Written task:
Reproduce exactly the lines from the one containing "Q: In the photo above, mark the smile" through the end of the entries, including both. Drop the pictures.
▼
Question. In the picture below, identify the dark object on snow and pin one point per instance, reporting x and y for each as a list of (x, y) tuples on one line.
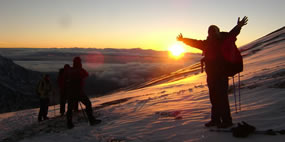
[(243, 130)]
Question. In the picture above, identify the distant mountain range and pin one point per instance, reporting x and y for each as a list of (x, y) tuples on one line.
[(17, 86)]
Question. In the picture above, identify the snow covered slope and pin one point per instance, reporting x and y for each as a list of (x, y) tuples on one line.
[(174, 110)]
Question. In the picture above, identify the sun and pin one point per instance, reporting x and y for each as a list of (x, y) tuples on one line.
[(176, 51)]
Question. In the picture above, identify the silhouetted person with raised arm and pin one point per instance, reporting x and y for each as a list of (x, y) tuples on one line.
[(75, 92), (217, 79)]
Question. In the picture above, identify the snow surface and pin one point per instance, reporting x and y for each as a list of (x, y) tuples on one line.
[(173, 110)]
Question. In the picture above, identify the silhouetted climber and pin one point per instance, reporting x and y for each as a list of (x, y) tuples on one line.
[(61, 79), (75, 85), (217, 77), (44, 90)]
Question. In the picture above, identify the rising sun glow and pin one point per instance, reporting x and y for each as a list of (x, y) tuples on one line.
[(176, 51)]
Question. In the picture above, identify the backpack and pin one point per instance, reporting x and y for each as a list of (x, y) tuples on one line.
[(233, 62)]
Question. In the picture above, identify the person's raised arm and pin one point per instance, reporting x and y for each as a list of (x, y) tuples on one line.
[(240, 23), (191, 42)]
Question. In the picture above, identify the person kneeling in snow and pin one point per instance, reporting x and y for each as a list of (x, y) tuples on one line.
[(217, 77), (74, 87)]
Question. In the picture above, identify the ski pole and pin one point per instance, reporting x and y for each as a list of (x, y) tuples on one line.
[(83, 111), (234, 87), (239, 92)]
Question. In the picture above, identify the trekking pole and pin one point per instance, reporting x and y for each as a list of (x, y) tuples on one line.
[(234, 87), (239, 92), (83, 111), (54, 99)]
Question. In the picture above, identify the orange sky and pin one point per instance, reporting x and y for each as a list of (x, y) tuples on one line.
[(144, 24)]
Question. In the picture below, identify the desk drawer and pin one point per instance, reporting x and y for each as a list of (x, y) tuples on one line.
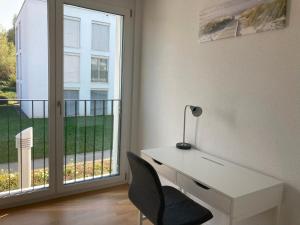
[(161, 169), (209, 196)]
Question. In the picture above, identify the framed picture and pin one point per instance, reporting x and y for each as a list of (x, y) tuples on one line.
[(233, 18)]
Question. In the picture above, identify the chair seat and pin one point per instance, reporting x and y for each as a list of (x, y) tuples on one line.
[(181, 210)]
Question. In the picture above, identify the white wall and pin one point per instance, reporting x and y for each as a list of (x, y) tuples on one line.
[(249, 88)]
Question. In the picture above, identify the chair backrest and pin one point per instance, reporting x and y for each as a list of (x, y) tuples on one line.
[(145, 191)]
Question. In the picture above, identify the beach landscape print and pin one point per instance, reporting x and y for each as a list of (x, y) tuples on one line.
[(233, 18)]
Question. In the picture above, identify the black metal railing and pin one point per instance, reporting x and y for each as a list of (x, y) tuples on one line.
[(91, 133)]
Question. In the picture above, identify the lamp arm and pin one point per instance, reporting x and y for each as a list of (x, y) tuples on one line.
[(184, 119)]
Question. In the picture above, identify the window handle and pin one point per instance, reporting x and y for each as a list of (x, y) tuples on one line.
[(60, 108)]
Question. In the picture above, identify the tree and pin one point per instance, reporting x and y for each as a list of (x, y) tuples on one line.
[(7, 59)]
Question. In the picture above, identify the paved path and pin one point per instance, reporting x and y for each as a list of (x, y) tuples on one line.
[(39, 163)]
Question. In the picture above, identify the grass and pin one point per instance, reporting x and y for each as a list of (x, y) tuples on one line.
[(81, 134), (10, 181)]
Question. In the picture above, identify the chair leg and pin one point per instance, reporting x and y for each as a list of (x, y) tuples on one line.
[(140, 218)]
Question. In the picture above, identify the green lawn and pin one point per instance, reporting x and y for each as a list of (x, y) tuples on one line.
[(81, 134)]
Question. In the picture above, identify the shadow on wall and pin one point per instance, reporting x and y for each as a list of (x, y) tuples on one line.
[(291, 206)]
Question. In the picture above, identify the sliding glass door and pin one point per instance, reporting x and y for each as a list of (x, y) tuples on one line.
[(91, 51), (65, 103)]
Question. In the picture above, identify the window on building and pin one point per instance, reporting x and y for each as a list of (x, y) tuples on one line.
[(100, 37), (72, 32), (99, 69), (71, 106), (17, 38), (98, 107), (71, 68)]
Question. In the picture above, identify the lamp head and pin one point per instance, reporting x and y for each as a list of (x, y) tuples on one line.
[(196, 110)]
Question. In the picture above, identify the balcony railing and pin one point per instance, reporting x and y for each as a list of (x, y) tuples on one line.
[(91, 140)]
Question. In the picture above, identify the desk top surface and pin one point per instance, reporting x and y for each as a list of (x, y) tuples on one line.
[(226, 177)]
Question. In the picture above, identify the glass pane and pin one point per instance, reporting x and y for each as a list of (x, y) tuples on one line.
[(100, 37), (23, 97), (92, 117), (72, 68), (72, 32), (99, 69)]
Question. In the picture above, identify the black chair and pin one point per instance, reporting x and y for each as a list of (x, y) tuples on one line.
[(162, 205)]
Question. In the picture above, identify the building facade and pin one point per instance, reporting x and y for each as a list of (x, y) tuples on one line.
[(91, 42)]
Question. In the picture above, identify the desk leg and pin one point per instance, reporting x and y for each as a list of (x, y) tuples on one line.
[(278, 214), (231, 221), (140, 218)]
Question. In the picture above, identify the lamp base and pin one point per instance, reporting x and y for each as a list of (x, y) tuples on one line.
[(183, 146)]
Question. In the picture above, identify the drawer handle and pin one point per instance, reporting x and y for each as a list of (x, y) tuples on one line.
[(157, 162), (201, 185)]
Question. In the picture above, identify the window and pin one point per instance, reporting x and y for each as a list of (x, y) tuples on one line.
[(99, 69), (97, 107), (72, 68), (72, 106), (72, 32), (17, 38), (100, 37)]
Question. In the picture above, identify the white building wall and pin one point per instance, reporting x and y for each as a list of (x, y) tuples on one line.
[(34, 36)]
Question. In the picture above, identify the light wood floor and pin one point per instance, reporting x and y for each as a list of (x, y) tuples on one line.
[(105, 207)]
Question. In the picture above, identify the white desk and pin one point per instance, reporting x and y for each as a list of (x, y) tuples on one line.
[(236, 191)]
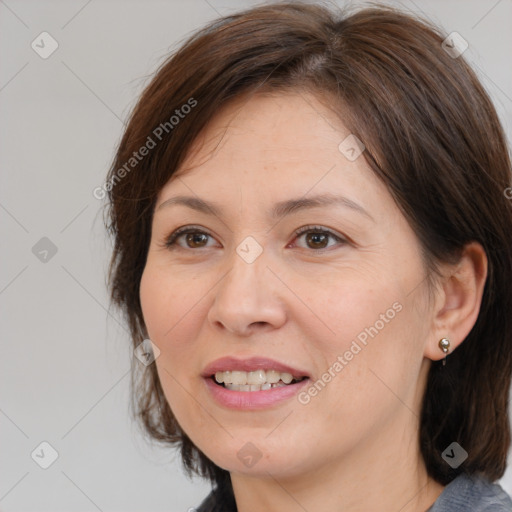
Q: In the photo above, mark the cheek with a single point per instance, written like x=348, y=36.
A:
x=166, y=302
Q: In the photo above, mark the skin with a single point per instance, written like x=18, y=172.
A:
x=354, y=446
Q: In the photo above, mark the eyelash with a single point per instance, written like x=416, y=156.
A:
x=170, y=242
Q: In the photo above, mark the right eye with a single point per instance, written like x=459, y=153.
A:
x=194, y=238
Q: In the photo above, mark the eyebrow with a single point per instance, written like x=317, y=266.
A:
x=280, y=209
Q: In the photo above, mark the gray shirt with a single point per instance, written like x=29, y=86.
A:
x=472, y=494
x=463, y=494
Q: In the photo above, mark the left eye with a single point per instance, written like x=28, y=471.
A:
x=317, y=237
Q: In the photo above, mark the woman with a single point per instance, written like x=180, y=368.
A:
x=312, y=227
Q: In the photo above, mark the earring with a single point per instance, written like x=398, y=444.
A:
x=444, y=345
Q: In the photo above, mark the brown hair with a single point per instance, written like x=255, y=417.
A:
x=431, y=134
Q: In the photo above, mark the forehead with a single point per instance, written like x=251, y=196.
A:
x=271, y=146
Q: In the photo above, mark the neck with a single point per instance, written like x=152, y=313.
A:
x=384, y=472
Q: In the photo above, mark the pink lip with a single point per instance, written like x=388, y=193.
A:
x=251, y=399
x=249, y=365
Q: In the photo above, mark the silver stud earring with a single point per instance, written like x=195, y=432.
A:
x=444, y=345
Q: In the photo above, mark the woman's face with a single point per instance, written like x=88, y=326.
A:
x=342, y=303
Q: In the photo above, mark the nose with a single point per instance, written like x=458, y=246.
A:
x=248, y=298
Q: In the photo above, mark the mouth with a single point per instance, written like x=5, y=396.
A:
x=258, y=380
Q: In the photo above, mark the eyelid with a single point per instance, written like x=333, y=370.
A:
x=320, y=229
x=170, y=240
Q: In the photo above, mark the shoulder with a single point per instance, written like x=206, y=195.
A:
x=473, y=493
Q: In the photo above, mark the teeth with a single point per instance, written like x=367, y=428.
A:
x=253, y=381
x=253, y=387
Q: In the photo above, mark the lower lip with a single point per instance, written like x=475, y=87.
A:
x=244, y=400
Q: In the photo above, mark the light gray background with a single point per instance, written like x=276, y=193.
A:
x=64, y=362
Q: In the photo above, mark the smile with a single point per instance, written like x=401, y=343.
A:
x=259, y=380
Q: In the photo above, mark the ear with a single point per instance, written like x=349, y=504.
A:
x=458, y=300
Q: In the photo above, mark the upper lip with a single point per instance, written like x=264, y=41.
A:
x=248, y=365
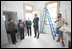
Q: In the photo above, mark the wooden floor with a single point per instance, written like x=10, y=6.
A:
x=45, y=41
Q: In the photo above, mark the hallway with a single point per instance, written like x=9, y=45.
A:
x=45, y=41
x=27, y=9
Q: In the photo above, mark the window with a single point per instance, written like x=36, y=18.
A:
x=53, y=8
x=28, y=9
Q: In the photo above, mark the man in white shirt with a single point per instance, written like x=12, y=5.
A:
x=59, y=23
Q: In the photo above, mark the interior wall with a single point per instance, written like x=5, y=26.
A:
x=3, y=31
x=63, y=4
x=66, y=5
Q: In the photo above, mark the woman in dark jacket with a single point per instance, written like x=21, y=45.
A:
x=21, y=29
x=12, y=30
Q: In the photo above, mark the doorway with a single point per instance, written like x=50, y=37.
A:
x=6, y=16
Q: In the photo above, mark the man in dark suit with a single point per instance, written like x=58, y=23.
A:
x=36, y=27
x=28, y=25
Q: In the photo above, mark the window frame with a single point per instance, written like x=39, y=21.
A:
▲
Final answer:
Q: In the photo above, mark the smile with a single point per instance, written like x=401, y=343.
A:
x=259, y=380
Q: In the photo above, mark the ear with a single point per instance, written like x=349, y=504.
A:
x=458, y=300
Q: In the photo above, mark the upper lip with a single point per instance, written like x=264, y=41.
A:
x=248, y=365
Q: In the photo above, mark the wooden floor with a single point per instance, written like x=10, y=6.
A:
x=45, y=41
Q: In the photo above, mark the hallway with a single point per instance, written like x=9, y=45.
A:
x=45, y=41
x=27, y=9
Q: In the photo above, mark the window with a single point per instance, written like x=36, y=18.
A:
x=53, y=8
x=28, y=9
Q: In the photo above, mark the man in white shirt with a single point per instance, written like x=12, y=5.
A:
x=59, y=23
Q: In the photo above, mark the interior wall with a single point per instance, written like x=5, y=26.
A:
x=3, y=31
x=63, y=4
x=66, y=5
Q: In the photo above, mark the woman in dark jacket with a single point per instance, written like x=21, y=45.
A:
x=21, y=29
x=12, y=30
Q: In the photo above, mark the doorway with a single point per instance, written like x=50, y=37.
A:
x=6, y=16
Q: In the photo above, mark the man in dark suit with a single point per instance, written like x=58, y=23.
A:
x=36, y=27
x=28, y=25
Q: In the photo above, mark the window frame with a single point per instance, written like x=39, y=21.
A:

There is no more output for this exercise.